● **Document extract**:
──────────

Do We Need More Empathy for Billionaires?
We care more about billionaires dying in submarines because they're billionaires.
This week a tourist submarine that charges $250,000 to view the wreck of the Titanic failed, killing all aboard. Among the dead were two British billionaires, the child of one of them, and a pilot.
As you’d expect, some people on social media were less than sympathetic, and there were various jokes about wealthy extreme tourists getting their just deserts. As you’d also expect, other people on social media were horrified by the callousness, and reprimanded the jokers for their lack of empathy and fellow feeling.
I’d probably just ignore all of that in normal circumstances; I don’t think that joking about the tragedy is likely to harm anyone, and tut-tutting people who are joking is also not likely to harm anyone. It’s basically an argument about civility or the lack thereof; it doesn’t seem likely to have many consequences and it’s hard to get worked up about it. No one, billionaire or otherwise, is likely to be harmed or saved, either way.
There was one disturbing aspect of the back and forth though. Namely, people arguing for empathy for billionaires tended to slip into apologizing for billionaires as a class.
I’m not interested in calling anyone out, but one writer with a large following who I respect said that people who make $50,000 a year were wealthy by global standards, and so didn’t have standing to mock billionaires for being wealthy. Another writer (again, someone I follow and generally agree with) agreed that billionaires were upholding an evil system, but added that you could say that about anyone. Another poster characterized billionaires as people who happen to have more money than you.
Billionpathy
All of these comments, to my mind, minimize the very real, concrete harms billionaires perpetrate inevitably by virtue of becoming billionaires. To amass that much money requires exploitation of other people on an unimaginable scale. And then, once you are a billionaire, you are basically unaccountable to anyone. Governments have little sway; the political process often buckles before you. The extremely wealthy are international oligarchs; they rule the world. Comparing that to someone who makes $50k a year, or characterizing it as equivalent to someone having more money than you—that’s like saying a cop and a janitor have jobs that are structurally morally equivalent because they both wear uniforms.
I think that in most contexts most people on the left—and for that matter many people not on the left—understand that billionaires have really massive structural power that is not comparable to the life experience of most people. So why all of a sudden are some people on the left minimizing that?
The answer is fairly straightforward; they’re minimizing it because the sub accident led them to empathize with the victims. They put themselves in the place of people dying in a horrible, terrifying way. They thought of themselves in the place of these billionaires, and so they emotionally and cognitively reduced the distance between billionaires and themselves.

──────────

● **Listed entries**:
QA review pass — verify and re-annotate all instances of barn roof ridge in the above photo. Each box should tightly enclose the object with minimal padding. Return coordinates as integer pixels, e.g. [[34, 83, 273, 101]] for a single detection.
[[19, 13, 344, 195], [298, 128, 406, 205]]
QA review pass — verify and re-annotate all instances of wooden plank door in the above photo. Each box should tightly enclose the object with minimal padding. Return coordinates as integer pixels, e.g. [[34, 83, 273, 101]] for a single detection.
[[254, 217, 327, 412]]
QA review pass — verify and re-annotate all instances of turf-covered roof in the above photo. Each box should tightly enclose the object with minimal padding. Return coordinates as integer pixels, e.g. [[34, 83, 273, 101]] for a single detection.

──────────

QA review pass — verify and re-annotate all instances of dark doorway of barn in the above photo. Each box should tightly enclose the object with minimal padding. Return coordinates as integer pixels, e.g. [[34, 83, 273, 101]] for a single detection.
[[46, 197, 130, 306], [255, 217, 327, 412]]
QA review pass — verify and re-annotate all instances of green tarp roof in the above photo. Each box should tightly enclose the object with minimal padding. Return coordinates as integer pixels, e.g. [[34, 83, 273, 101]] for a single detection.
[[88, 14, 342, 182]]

──────────

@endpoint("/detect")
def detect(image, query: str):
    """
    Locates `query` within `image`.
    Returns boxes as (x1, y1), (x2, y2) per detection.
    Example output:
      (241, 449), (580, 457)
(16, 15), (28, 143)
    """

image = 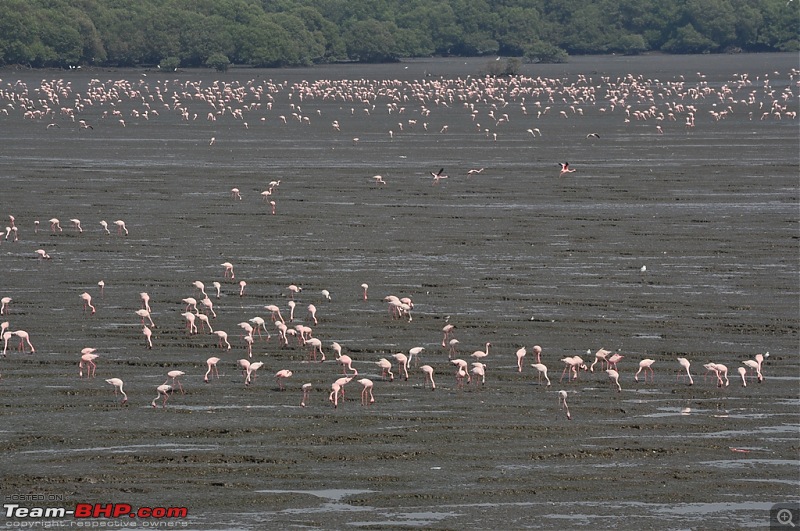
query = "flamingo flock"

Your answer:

──────────

● **Task statement**: Can you write the next part of the essay on empathy for billionaires, picking up after its final paragraph?

● **Reply to the exercise**:
This is what empathy is supposed to do; it erases distance and difference. It helps you understand and sympathize with others. That’s a good thing, right?
Sometimes, maybe, it is a good thing. But not always. As philosopher Kate Manne points out in her book Down Girl, empathy—like all other resources—tends to flow towards the most powerful. Manne points especially to cases of sexual harassment or violence, in which public empathy tends to focus most on the potential damage to men who commit violence, rather than on women who are targeted for it. She calls this “himpathy”—default empathy for men.
Empathy doesn’t just flow towards men, though; it also flows towards the wealthy. You can see that in the discussion of the sub. The accident received a lot of media attention and discussion; people discussed at length the incredible suffering faced by those onboard.
But of course people die in incredibly horrible ways all the time. A fishing boat carrying hundreds of migrants sank in Greek waters this week before the sub failed; as a number of commenters have pointed out, it received a lot less media attention than the sub, and a lot fewer resources were devoted to rescue attempts.
No Pity for the NPCs
Billionaires are seen as Player Characters; they have individuality, backstories, motives, inner lives. What happens to them matters; you are supposed to see yourself in them, and feel bad when bad things happen to them, because they’re important. Migrants on the other hand, are always suffering—who has the time or patience to put yourself in all of them? We feel less empathy for those with less power—which in turn contributes to their powerlessness. It’s hard to organize against billionaires when people feel the plight of billionaires more acutely than the plight of those who billionaires crush.
Himpathy, or billionpathy, isn’t something people choose; it’s an unthinking cultural norm, hammered in by what sort of people get to be protagonists in fiction, by who the media reports on, by the stories we tell ourselves and the stories we put ourselves in. And while it’s about sympathy, it’s also about attention. Spending your time happily dreaming about the death’s of billionaires is a kind of empathy too; you can put yourself in someone else’s place to savor their suffering, after all. It’s not even that uncommon.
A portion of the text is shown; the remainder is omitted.